== DATA EXTRACT ==
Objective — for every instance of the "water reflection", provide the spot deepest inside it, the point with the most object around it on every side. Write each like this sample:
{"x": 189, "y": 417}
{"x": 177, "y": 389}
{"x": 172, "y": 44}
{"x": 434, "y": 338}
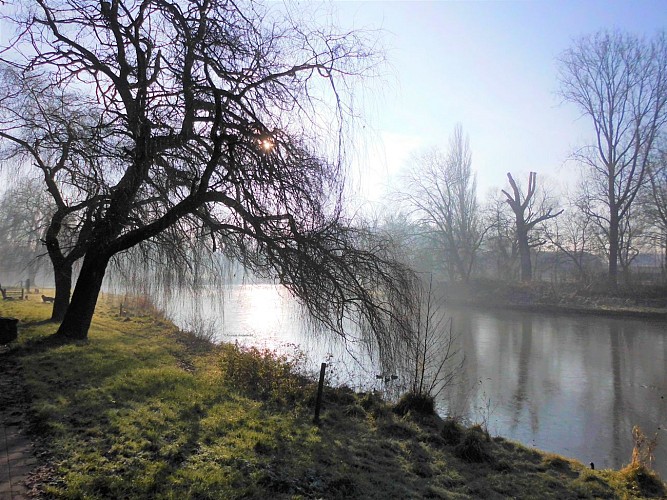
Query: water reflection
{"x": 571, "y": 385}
===
== DATA EXTRACT ==
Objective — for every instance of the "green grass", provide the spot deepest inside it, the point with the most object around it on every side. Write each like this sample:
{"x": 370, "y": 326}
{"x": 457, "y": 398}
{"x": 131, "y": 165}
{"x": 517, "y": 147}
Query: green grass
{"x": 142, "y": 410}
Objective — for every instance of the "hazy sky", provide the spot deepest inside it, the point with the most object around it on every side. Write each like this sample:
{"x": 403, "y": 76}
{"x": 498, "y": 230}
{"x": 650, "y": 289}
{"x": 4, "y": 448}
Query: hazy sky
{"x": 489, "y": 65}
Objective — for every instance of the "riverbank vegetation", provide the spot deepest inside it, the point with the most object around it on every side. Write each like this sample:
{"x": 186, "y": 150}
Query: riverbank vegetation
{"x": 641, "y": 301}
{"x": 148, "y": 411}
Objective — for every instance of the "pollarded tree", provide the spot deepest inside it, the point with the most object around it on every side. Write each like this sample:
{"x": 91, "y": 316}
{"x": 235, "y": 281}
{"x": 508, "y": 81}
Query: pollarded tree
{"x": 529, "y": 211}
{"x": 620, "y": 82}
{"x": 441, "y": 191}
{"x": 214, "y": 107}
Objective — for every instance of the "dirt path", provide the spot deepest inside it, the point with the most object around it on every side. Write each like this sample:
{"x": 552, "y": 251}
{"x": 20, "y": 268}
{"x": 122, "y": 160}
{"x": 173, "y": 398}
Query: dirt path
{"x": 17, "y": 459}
===
→ EXERCISE DIRECTIONS
Pick out every line in the entries above that contains the string "riverbank" and copy each one out. Case counts.

→ RESULT OF THIS EXERCISE
Objective — for every instance of the "riverbank vegetation", provide the spot deepest inside it, the point with the most object around it on every side. Write each like this sample:
Query: riverbank vegetation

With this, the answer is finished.